Entries from a point annotation set:
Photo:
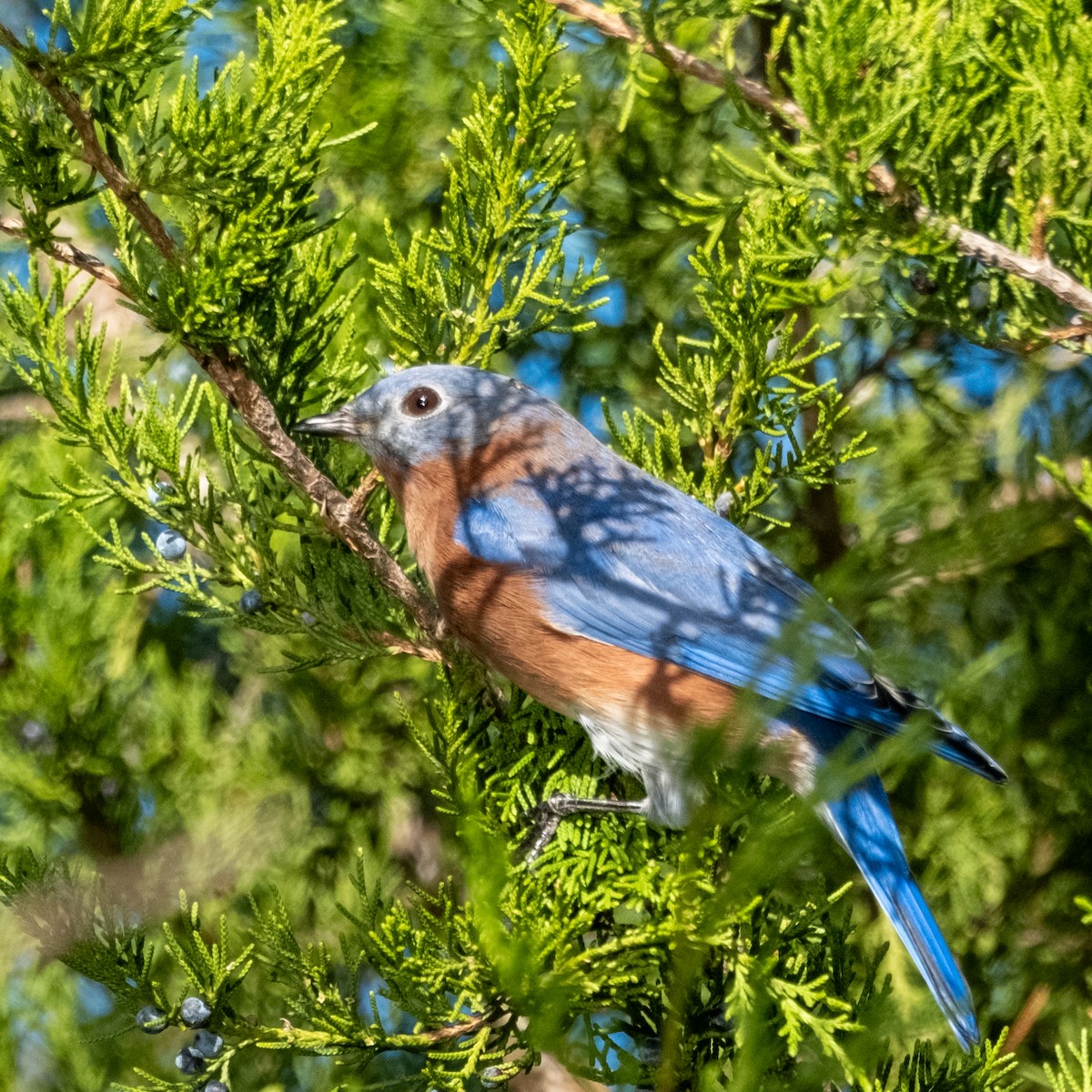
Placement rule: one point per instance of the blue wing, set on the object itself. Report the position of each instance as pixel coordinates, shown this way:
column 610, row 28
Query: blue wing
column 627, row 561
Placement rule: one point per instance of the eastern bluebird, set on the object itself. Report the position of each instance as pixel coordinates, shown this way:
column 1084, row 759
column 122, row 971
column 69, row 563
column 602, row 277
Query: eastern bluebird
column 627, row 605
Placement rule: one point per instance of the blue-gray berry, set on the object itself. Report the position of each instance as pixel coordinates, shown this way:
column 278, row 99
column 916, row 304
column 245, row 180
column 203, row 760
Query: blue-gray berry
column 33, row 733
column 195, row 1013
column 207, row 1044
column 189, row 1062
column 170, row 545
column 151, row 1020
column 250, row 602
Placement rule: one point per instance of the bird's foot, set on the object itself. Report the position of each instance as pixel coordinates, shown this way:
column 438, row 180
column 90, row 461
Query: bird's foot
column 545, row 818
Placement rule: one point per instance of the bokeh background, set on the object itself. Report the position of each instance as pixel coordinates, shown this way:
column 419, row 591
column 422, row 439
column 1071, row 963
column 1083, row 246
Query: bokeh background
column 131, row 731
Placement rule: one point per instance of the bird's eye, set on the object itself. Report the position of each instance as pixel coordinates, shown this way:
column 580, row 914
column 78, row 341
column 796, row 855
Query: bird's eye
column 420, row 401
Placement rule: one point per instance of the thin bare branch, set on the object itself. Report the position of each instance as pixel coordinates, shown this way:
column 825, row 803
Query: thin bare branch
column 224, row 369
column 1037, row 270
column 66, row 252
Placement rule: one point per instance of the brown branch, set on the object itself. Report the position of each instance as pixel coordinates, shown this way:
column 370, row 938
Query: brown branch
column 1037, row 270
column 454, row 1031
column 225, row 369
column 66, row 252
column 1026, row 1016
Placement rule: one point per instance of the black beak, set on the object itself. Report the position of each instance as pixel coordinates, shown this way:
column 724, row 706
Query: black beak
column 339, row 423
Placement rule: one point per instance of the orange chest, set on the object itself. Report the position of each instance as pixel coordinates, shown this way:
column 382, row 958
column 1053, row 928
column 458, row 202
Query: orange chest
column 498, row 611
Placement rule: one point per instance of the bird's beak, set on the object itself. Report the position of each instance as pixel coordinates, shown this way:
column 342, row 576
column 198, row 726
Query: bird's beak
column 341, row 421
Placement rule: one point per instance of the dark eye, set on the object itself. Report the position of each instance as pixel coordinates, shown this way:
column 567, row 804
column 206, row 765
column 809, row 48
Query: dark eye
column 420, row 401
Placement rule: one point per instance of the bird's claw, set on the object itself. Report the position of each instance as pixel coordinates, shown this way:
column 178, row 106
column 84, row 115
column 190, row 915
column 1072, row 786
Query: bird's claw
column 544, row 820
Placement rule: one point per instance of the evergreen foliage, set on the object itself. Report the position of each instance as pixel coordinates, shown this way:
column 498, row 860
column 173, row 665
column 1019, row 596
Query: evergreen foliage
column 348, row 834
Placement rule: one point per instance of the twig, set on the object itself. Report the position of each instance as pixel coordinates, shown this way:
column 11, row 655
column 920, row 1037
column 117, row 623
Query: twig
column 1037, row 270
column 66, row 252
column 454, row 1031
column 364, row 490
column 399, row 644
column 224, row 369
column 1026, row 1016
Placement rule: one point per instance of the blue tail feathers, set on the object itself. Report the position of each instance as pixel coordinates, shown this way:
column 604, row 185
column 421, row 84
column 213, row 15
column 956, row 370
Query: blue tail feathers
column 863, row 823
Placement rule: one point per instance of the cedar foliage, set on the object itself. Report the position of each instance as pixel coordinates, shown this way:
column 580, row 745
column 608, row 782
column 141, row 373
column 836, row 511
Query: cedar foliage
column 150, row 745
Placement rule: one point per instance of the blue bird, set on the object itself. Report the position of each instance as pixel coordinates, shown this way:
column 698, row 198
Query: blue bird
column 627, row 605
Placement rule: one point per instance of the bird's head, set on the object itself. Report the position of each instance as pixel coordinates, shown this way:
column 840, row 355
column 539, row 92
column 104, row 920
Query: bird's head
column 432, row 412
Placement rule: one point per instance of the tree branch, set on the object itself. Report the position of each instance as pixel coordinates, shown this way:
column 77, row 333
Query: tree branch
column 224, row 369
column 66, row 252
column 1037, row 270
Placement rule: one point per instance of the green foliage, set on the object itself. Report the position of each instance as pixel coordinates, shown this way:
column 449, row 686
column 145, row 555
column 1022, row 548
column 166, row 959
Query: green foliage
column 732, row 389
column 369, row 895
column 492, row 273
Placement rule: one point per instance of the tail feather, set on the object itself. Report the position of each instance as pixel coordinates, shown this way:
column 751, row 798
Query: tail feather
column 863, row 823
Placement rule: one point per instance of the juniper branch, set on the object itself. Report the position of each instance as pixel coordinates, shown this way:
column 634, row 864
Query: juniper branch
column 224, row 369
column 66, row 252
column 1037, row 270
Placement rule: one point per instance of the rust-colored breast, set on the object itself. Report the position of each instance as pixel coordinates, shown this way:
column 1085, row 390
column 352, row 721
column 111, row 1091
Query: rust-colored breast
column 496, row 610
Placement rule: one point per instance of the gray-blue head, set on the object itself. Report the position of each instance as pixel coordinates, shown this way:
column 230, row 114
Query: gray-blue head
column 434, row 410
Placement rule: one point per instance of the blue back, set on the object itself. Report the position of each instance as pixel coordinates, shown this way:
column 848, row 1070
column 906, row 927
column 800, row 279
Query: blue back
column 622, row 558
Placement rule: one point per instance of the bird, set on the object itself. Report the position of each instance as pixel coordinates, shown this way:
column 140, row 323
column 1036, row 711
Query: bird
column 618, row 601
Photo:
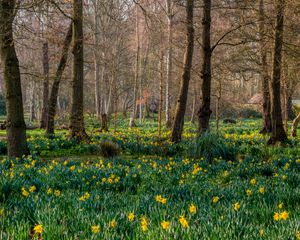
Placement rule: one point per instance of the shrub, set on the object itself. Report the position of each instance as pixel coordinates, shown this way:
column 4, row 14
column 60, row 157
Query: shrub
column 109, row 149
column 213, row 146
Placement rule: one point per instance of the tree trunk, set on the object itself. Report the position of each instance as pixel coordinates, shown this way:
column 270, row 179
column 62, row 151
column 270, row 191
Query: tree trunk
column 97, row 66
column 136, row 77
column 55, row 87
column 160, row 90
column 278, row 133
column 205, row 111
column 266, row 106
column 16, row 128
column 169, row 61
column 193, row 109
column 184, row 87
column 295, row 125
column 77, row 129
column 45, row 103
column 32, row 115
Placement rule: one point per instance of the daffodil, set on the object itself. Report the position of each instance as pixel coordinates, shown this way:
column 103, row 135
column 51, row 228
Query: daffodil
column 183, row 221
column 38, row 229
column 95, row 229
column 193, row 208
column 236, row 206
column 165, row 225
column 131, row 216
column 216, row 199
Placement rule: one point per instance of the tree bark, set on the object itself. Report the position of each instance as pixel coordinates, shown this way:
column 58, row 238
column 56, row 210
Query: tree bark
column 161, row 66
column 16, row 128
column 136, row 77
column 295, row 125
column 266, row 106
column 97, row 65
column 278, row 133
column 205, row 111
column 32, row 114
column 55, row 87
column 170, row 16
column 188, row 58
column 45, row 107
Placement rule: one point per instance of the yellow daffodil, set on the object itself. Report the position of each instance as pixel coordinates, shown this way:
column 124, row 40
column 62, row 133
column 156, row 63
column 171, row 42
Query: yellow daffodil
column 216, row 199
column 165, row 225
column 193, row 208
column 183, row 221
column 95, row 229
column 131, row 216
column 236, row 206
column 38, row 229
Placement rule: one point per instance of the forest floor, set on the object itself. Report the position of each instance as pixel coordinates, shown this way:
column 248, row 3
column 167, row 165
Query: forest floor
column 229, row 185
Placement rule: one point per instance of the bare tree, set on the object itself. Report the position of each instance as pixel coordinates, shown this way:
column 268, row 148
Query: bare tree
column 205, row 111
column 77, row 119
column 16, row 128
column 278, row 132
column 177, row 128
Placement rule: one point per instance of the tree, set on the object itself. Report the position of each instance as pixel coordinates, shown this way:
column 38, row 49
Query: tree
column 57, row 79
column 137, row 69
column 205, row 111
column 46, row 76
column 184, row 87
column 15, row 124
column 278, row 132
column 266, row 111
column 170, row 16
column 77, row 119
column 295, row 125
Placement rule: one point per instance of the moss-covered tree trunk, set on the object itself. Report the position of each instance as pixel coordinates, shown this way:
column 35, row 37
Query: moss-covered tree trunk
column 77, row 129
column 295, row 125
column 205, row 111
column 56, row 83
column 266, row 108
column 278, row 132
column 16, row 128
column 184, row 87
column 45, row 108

WHAT IS EXPECTED:
Reproduce the lines beginning with the one that contains "Placement rule: one point per instance of the tree trunk, set" and continuing through the one that contains "column 45, row 107", both included.

OUTPUT BELOW:
Placement rule: one point per instance of the tree trunk, set on the object itself. Report the position of each instance as pixel coordinates, shown this way:
column 270, row 179
column 62, row 151
column 270, row 191
Query: tree trunk
column 97, row 66
column 136, row 77
column 55, row 87
column 160, row 90
column 278, row 133
column 205, row 111
column 266, row 106
column 16, row 128
column 169, row 61
column 193, row 109
column 184, row 87
column 295, row 125
column 77, row 129
column 45, row 103
column 32, row 115
Placement rule: one point per instance of the daffodil, set on the object itself. Report the position of each instance as pixel coordinates, shown this way:
column 103, row 135
column 51, row 228
Query: daffodil
column 183, row 221
column 38, row 229
column 95, row 229
column 193, row 208
column 236, row 206
column 165, row 225
column 131, row 216
column 216, row 199
Placement rule: one point per instance of the tree bark, set on the object itself. Report the position of each instance as pixel coordinates, shown this way:
column 58, row 238
column 56, row 210
Query: tree bark
column 161, row 66
column 16, row 128
column 136, row 77
column 295, row 125
column 266, row 106
column 97, row 65
column 278, row 133
column 205, row 111
column 32, row 114
column 55, row 87
column 170, row 16
column 188, row 58
column 45, row 107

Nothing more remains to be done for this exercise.